* Re: Question about compile packages
2021-03-30 11:12 ` Julien Lepiller
@ 2021-03-30 16:12 ` raingloom
2021-03-31 0:28 ` Mark H Weaver
1 sibling, 0 replies; 5+ messages in thread
From: raingloom @ 2021-03-30 16:12 UTC (permalink / raw)
To: Julien Lepiller; +Cc: guix-devel, Charles Direg
On Tue, 30 Mar 2021 07:12:27 -0400
Julien Lepiller <julien@lepiller.eu> wrote:
> Not sure about your first question. Maybe create your own fork and
> regularly rebase it? Guix will not be very happy with that I think,
> but it should work.
>
> To pass --no-substitutes, you can pass it to guix-daemon, or remove
> the authorized keys from /etc/guix/acl. The second option lets you
> download substitutes for fixed output derivations (basically source
> tarballs), so it's easier in case some of those tarballs disappear
> from their original location.
>
> I think the first option is selectable from the installer, but I
> might be wrong. Otherwise, stop guix-daemon from herd and run it
> manually with your options.
>
> Le 29 mars 2021 15:05:08 GMT-04:00, Charles Direg
> <carloshujara@gmail.com> a écrit :
> > Dear,
> >
> >How can I modify the flags that any program is compiled with within
> >guix? That
> >is, I can allow in the gnu-build-system to modify it globally so
> >that I can
> >add the build flags to any package, for example, add the flags -O2
> >-march=native -mtune=native so global as I already mentioned, so that
> >these
> >are added to each package at the time of compilation, this would not
> >be within the guix development environment, because what I want is
> >that this
> >compilation is natively for my pc.
> >
> >As a second question, how could I set the --no-susbtitutes option
> >when installing the guix system from ISO, since I would like all
> >installed packages to be compiled natively first?
> >
> >I really appreciate your kind time and I look forward to your
> >responses.
> >
> >Sincerely,
> >~ Abraham Huerta
I'm mostly guessing here, but wrapping gcc with a script that sets the
options you want might work. Could try creating a gcc-toolchain that
is set up the way you want it (don't even have to recompile, like i
said, just create a wrapper script that calls the original toolchain)
and then run guix build --with-toolchain=gcc-impure-native-toolchain
At least that's how I'd get started.
You could also just modify the toolchain package, but then you'd have
to recompile everything.
Anyways, if you want -march=native optimisations, there is some recent
discussion around some new GCC feature that detects CPU features at
runtime. The high performance computing (HPC) related developers are
very interested in using it in Guix.

◆ Task brief ◆
Turn the paragraph beginning "To pass --no-substitutes" in the Guix mailing-list message above into a short bulleted list that keeps its main facts.

◆ Stored data ◆
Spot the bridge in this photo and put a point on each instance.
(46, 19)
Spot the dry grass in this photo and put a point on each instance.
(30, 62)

◆ Solved problem ◆
- There are two ways to apply --no-substitutes: pass it to guix-daemon, or remove the authorized keys from /etc/guix/acl.
- The second way still lets you download substitutes for fixed output derivations, which are basically source tarballs.
- This helps if some of those tarballs disappear from their original location.